§ **Given instruction**: Leave out the pictures and repeat the rest of the material exactly.

§ **Data shown**:
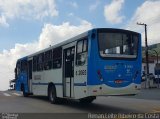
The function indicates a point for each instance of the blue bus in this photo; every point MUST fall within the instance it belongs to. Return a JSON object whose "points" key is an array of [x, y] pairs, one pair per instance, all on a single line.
{"points": [[101, 61]]}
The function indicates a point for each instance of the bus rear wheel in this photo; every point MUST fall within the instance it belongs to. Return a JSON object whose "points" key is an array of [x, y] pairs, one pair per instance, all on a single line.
{"points": [[52, 95], [87, 99]]}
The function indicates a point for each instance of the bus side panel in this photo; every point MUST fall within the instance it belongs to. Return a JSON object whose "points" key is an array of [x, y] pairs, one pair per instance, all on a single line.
{"points": [[55, 76], [22, 80], [80, 81], [42, 79], [97, 67]]}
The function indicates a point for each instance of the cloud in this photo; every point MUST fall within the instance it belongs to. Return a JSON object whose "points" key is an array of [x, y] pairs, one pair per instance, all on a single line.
{"points": [[149, 14], [3, 21], [94, 6], [50, 35], [74, 4], [27, 9], [112, 12]]}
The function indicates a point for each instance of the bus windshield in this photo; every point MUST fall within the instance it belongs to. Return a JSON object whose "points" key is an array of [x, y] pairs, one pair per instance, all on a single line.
{"points": [[118, 45]]}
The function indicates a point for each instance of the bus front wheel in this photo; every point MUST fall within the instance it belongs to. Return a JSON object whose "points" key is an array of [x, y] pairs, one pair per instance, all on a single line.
{"points": [[52, 95]]}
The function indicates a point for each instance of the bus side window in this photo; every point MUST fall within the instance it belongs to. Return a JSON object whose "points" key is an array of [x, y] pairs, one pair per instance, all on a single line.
{"points": [[40, 60], [17, 70], [57, 58], [23, 66], [48, 60], [34, 63], [81, 55]]}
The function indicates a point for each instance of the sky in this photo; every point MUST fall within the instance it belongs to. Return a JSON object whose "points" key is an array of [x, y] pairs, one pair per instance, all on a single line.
{"points": [[27, 26]]}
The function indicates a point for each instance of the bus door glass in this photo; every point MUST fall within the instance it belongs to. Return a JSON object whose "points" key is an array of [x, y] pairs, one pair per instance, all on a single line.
{"points": [[30, 74], [68, 71]]}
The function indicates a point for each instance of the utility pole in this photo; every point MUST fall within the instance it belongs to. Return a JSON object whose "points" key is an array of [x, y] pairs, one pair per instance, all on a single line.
{"points": [[157, 65], [146, 49]]}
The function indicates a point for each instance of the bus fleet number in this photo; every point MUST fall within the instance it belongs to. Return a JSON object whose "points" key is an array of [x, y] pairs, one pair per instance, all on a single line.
{"points": [[81, 72]]}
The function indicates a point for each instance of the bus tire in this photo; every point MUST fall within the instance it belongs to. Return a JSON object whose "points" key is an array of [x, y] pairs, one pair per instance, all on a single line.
{"points": [[87, 99], [52, 95]]}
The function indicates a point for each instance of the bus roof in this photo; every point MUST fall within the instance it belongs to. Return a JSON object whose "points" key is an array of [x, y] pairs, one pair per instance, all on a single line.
{"points": [[75, 39]]}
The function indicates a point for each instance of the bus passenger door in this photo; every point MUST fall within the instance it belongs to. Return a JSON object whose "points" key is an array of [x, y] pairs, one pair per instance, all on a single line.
{"points": [[30, 75], [68, 72]]}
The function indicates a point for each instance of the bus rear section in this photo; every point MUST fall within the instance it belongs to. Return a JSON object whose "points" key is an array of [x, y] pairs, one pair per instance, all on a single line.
{"points": [[114, 66]]}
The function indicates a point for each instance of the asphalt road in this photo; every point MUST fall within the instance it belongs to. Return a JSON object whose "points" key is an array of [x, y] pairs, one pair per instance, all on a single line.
{"points": [[14, 102]]}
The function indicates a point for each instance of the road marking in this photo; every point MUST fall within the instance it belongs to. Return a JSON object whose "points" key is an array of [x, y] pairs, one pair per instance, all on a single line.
{"points": [[6, 94], [156, 110], [17, 94]]}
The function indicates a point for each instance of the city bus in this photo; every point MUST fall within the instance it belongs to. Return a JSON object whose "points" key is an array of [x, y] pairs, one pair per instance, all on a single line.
{"points": [[98, 62]]}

§ **Completed exercise**:
The function indicates a point for each instance of the blue bus in this photo; every point MUST fall within the instance it belongs to. Return a JSON object whose "points" key is an array of [x, y] pairs, one pair per instance, all on a single line.
{"points": [[101, 61]]}
The function indicates a point for each instance of the bus rear wheel in this photo; every point MUST fall within the instance it belongs to. Return a JSON object whose "points" key is an array of [x, y] pairs, one pair per instance, all on a single line.
{"points": [[52, 95], [87, 99]]}
The function indicates a point for each instance of the bus side panel in this photo; every point MUST fall within the instance it belongs to. Return a JSON object whose "points" key is an array of [x, y] pairs, one pair per instance, all on a single line.
{"points": [[55, 76], [22, 80], [80, 81], [42, 79], [97, 67]]}
The function indicates a point for each instance of the cloud in this photo; every point MUST fall within the instance it belongs to. Return a JSON object whose "points" key is an array of [x, y] pairs, one pair per instance, all on a single line.
{"points": [[149, 14], [3, 21], [94, 6], [50, 35], [74, 4], [27, 9], [112, 12]]}
The function indicates a point for each instance of the bus windshield in this photo; every point MUST fall within the instance it belongs to. Return a JSON object whose "points" key is an array of [x, y] pairs, one pair per instance, all on a single line.
{"points": [[118, 45]]}
The function indicates a point for each instance of the bus front wheel in this photo; every point MUST fall within the instance it belongs to. Return a JSON object whose "points" key is an array of [x, y] pairs, one pair per instance, all on a single line.
{"points": [[52, 95]]}
The function indicates a point for each instance of the bus side window in this photo; every point MUST fall within the instance it belongs to. Return a JSON object whose "points" key is an array of [x, y] pairs, one pair per instance, all on a single line.
{"points": [[40, 60], [17, 70], [57, 58], [23, 66], [48, 60], [34, 63], [81, 55]]}
The function indicates a point for each instance of the sky in this photo; every point MUST fall within the instance it belongs to. Return a JSON object whose "points" key is an array of [x, y] pairs, one pair per instance, all on a single line.
{"points": [[27, 26]]}
The function indicates a point for each instance of the bus door glass in this photo; every point MUST fall within the instance it belongs to. Return a JSON object whose "points" key is an array of [x, y] pairs, one pair per instance, all on a single line.
{"points": [[30, 74], [68, 71]]}
The function indicates a point for each instance of the utility pole in this photo; every point MUST fall within the instance it belongs to. Return a JSON object whose "points" key is an array of [x, y] pairs, one pair per instance, all on a single line.
{"points": [[157, 65], [146, 49]]}
The function indicates a point for each instance of the bus fleet number in this photo; every point MUST fall within the instance it belongs to. Return a JSON object whose "points" key is an array of [x, y] pairs, one pair per instance, all on a single line.
{"points": [[81, 72]]}
The function indicates a point for each instance of the bus tire in this photo; every point MUST fall within the instance it belongs to. Return a JSON object whose "points" key is an array of [x, y] pairs, one pair per instance, all on a single line.
{"points": [[87, 99], [52, 95]]}
The function indicates a point for each instance of the bus roof in this photo; every point MUST fall within the instance it belongs to. Return a JSON object whose "points" key is an array of [x, y] pairs, one pair per instance, all on a single line.
{"points": [[75, 39]]}
The function indicates a point for each instance of the bus passenger door in this photo; every point MUST fall within the instance it belongs to. Return a JSON object whose "points" key is an array of [x, y] pairs, one pair per instance, all on a single line.
{"points": [[30, 75], [68, 72]]}
The function indicates a point for each instance of the bus rear section in this photo; every point MUST fall within the instance it belongs to. Return a JSON object whose "points" key is an array of [x, y] pairs, one pair per instance, all on a single line.
{"points": [[114, 66]]}
The function indicates a point for each instance of the asphalt road in this photo; every point MUST fall within the instance it belongs to. Return a JSON object whose "points" key is an array of [x, y] pairs, one pair per instance, all on a single line.
{"points": [[14, 102]]}
The function indicates a point for each instance of the road marking in this photo; every point MUST fall within the instance it belongs to. Return a JSON object whose "points" key is an array of [x, y] pairs, one pair per instance, all on a single line.
{"points": [[6, 94], [156, 110], [17, 94]]}
The function indicates a point for each instance of the city bus in this photo; every point MUST fall within the instance it belongs to. Return a JSON object whose "points" key is an array of [x, y] pairs, one pair per instance, all on a single line.
{"points": [[98, 62]]}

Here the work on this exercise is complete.